> [Exercise objective]
Print each of the rows below verbatim, changing nothing.

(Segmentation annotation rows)

···

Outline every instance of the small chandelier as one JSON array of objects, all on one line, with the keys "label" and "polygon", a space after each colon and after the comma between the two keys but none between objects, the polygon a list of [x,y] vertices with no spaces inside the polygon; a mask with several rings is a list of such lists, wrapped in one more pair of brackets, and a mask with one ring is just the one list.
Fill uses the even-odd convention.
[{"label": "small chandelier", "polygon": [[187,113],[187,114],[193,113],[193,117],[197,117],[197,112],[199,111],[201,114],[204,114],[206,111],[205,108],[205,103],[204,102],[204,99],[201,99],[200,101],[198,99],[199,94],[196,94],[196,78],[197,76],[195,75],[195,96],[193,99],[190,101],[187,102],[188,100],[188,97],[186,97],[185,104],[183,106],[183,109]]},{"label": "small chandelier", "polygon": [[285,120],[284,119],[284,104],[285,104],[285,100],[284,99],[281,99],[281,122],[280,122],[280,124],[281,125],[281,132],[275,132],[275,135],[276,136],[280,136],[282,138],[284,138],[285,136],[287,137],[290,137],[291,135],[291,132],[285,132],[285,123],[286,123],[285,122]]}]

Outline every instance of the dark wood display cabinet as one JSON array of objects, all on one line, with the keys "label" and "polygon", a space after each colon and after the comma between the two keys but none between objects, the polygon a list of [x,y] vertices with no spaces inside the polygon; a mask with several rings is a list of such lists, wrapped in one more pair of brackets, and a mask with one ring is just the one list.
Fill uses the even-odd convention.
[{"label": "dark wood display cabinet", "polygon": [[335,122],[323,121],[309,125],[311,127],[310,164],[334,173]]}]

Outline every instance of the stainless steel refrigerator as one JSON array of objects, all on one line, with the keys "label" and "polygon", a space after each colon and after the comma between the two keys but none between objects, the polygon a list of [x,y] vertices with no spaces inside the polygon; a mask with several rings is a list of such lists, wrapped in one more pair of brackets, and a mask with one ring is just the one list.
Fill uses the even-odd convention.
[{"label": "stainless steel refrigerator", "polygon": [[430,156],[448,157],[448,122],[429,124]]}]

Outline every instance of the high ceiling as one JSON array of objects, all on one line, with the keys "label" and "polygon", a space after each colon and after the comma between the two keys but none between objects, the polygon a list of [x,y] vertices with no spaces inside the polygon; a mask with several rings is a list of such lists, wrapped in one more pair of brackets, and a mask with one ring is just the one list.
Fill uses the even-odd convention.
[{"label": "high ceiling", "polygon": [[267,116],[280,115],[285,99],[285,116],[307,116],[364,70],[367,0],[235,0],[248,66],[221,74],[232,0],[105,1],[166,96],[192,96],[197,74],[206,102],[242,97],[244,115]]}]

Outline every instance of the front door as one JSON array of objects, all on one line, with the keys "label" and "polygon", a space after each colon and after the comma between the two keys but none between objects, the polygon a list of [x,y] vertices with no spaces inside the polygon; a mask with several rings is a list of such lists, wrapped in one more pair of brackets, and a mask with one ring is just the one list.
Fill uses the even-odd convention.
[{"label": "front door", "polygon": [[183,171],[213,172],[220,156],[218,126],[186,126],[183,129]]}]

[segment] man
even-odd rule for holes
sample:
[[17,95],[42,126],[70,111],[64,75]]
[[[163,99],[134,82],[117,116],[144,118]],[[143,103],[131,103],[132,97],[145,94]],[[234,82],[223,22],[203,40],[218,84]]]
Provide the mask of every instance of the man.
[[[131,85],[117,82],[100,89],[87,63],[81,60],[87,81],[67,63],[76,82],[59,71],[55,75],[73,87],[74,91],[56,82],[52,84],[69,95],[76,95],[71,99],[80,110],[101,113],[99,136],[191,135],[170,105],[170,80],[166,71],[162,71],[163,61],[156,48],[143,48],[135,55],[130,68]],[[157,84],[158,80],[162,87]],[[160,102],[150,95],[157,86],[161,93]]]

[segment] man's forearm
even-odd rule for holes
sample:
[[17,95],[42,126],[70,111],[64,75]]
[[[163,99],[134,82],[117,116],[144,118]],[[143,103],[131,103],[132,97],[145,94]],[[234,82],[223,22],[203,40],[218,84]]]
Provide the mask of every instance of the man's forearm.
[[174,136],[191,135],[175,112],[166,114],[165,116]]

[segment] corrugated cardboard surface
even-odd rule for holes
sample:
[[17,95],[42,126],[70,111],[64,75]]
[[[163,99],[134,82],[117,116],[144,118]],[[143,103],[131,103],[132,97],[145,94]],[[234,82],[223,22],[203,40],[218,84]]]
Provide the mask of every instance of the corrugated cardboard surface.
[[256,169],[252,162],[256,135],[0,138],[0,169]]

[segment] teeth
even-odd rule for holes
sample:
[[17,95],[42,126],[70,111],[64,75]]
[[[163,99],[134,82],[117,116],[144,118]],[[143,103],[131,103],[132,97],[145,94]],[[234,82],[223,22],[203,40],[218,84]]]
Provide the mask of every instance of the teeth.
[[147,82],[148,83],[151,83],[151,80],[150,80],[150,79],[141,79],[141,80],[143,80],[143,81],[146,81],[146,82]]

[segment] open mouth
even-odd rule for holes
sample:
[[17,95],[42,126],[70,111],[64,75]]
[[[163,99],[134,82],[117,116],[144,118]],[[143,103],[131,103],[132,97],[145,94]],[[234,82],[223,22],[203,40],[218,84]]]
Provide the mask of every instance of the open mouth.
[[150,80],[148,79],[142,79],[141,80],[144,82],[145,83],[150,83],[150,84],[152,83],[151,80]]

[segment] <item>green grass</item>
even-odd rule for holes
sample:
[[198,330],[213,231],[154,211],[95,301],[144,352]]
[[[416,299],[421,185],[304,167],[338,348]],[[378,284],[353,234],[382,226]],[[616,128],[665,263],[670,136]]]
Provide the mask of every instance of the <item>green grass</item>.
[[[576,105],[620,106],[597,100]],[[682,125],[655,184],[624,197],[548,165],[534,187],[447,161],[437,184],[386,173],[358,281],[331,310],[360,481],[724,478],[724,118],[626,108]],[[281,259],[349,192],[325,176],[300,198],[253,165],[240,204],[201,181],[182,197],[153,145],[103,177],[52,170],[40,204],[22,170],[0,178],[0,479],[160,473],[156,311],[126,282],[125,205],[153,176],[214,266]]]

···

> [Response to the task]
Outline every instance of the small chandelier as one JSON array of objects, all on one line, with the keys "label" and "polygon", a space after each colon and after the comma between the two keys but none between objects, the polygon a list of [x,y] vertices with no spaces inside the polygon; a mask with several rings is a list of such lists, wrapped in one more pair of brackets, and a mask with one ring is just the one list.
Fill uses the even-odd convention.
[{"label": "small chandelier", "polygon": [[187,113],[187,114],[193,113],[193,117],[197,117],[197,112],[199,111],[201,114],[204,114],[206,111],[205,108],[205,103],[204,102],[204,99],[201,99],[200,101],[198,99],[199,94],[196,94],[196,78],[197,76],[195,75],[195,96],[193,99],[190,101],[187,102],[188,100],[188,97],[186,97],[185,104],[183,106],[183,109]]},{"label": "small chandelier", "polygon": [[285,120],[284,119],[284,104],[285,104],[285,100],[284,99],[281,99],[281,122],[280,122],[280,124],[281,125],[281,132],[275,132],[275,135],[276,136],[280,136],[282,138],[284,138],[285,136],[287,137],[290,137],[291,135],[291,132],[285,132],[285,123],[286,123],[285,122]]}]

Outline every instance of the dark wood display cabinet as one JSON array of objects, all on one line, with the keys "label" and "polygon", a space after each colon and after the comma between the two keys but none between objects, the polygon a list of [x,y] vertices with no spaces inside the polygon; a mask with several rings is a list of such lists, wrapped in one more pair of brackets, and a mask with one ring is just the one list.
Fill uses the even-odd convention.
[{"label": "dark wood display cabinet", "polygon": [[335,122],[323,121],[309,125],[311,127],[310,164],[334,173]]}]

Outline every instance of the stainless steel refrigerator as one JSON array of objects, all on one line, with the keys "label" and "polygon", a space after each colon and after the comma between the two keys but none between objects, the polygon a list of [x,y] vertices with no spaces inside the polygon; a mask with several rings is a list of such lists, wrapped in one more pair of brackets, and a mask with one ring is just the one list.
Fill uses the even-odd convention.
[{"label": "stainless steel refrigerator", "polygon": [[430,156],[448,157],[448,122],[429,124]]}]

Outline every instance of the high ceiling as one JSON array of objects, all on one line, with the keys "label" and "polygon", a space after each colon and after the comma between the two keys but none between objects, the polygon a list of [x,y] vertices with no spaces inside the polygon; a mask with several rings is a list of such lists, wrapped in one more pair of brackets, and a mask with one ring is just the one list.
Fill uses the even-odd convention.
[{"label": "high ceiling", "polygon": [[267,116],[280,115],[285,99],[285,116],[307,116],[364,70],[367,0],[235,0],[248,66],[221,74],[232,0],[105,1],[166,96],[192,96],[197,74],[206,102],[242,97],[244,115]]}]

Outline every instance of the front door as one JSON array of objects, all on one line, with the keys "label" and "polygon", a space after each colon and after the comma between the two keys but none between objects, the polygon a list of [x,y] vertices with no spaces inside the polygon; a mask with several rings is a list of such lists, wrapped in one more pair of brackets, and a mask with one ring is just the one list.
Fill uses the even-odd convention.
[{"label": "front door", "polygon": [[183,171],[213,172],[220,156],[218,126],[186,126],[183,129]]}]

[segment] man
even-odd rule for holes
sample:
[[17,95],[42,126],[70,111],[64,75]]
[[[163,99],[134,82],[117,116],[144,118]],[[143,103],[131,103],[132,97],[145,94]],[[234,82],[223,22],[203,40],[218,84]]]
Provide the mask of every instance of the man.
[[[131,85],[117,82],[100,89],[87,63],[81,60],[87,81],[67,63],[76,82],[59,71],[55,75],[73,87],[74,91],[56,82],[52,84],[69,95],[76,95],[71,99],[80,110],[101,113],[99,136],[191,135],[170,105],[170,80],[166,71],[162,71],[163,61],[156,48],[143,48],[135,55],[130,68]],[[157,84],[158,80],[162,87]],[[160,102],[150,95],[157,86],[161,93]]]

[segment] man's forearm
even-odd rule for holes
sample:
[[17,95],[42,126],[70,111],[64,75]]
[[[163,99],[134,82],[117,116],[144,118]],[[143,103],[131,103],[132,97],[145,94]],[[234,82],[223,22],[203,40],[218,84]]]
Provide the mask of every instance of the man's forearm.
[[174,136],[191,135],[175,112],[166,114],[165,116]]

[segment] corrugated cardboard surface
even-odd rule for holes
sample:
[[17,95],[42,126],[70,111],[64,75]]
[[[163,99],[134,82],[117,116],[144,118]],[[143,103],[131,103],[132,97],[145,94]],[[234,82],[223,22],[203,40],[218,84]]]
Provide the mask of every instance of the corrugated cardboard surface.
[[256,169],[252,162],[256,135],[0,138],[0,169]]

[segment] teeth
even-odd rule for holes
sample:
[[17,95],[42,126],[70,111],[64,75]]
[[[163,99],[134,82],[117,116],[144,118]],[[143,103],[131,103],[132,97],[145,94]],[[234,82],[223,22],[203,40],[218,84]]]
Provide the mask of every instance of the teeth.
[[147,82],[148,83],[151,83],[151,80],[150,80],[150,79],[141,79],[141,80],[143,80],[143,81],[146,81],[146,82]]

[segment] open mouth
even-odd rule for holes
sample:
[[17,95],[42,126],[70,111],[64,75]]
[[[163,99],[134,82],[117,116],[144,118]],[[143,103],[131,103],[132,97],[145,94]],[[234,82],[223,22],[203,40],[218,84]]]
Provide the mask of every instance of the open mouth.
[[150,80],[148,79],[142,79],[141,80],[144,82],[145,83],[150,83],[150,84],[152,83],[151,80]]

[segment] <item>green grass</item>
even-odd rule for holes
sample:
[[198,330],[213,231],[154,211],[95,301],[144,352]]
[[[416,299],[421,185],[304,167],[338,348]],[[378,284],[353,234],[382,226]],[[616,128],[665,263],[670,136]]]
Provide the mask of every instance of the <item>green grass</item>.
[[[576,105],[620,106],[597,100]],[[682,125],[655,184],[624,197],[548,165],[534,187],[447,161],[437,184],[386,173],[358,281],[331,310],[360,481],[724,478],[724,118],[626,108]],[[281,259],[349,192],[325,176],[300,198],[253,165],[240,204],[201,181],[182,197],[153,145],[103,177],[52,170],[40,204],[22,170],[0,178],[0,479],[160,473],[156,311],[126,282],[125,205],[153,176],[214,266]]]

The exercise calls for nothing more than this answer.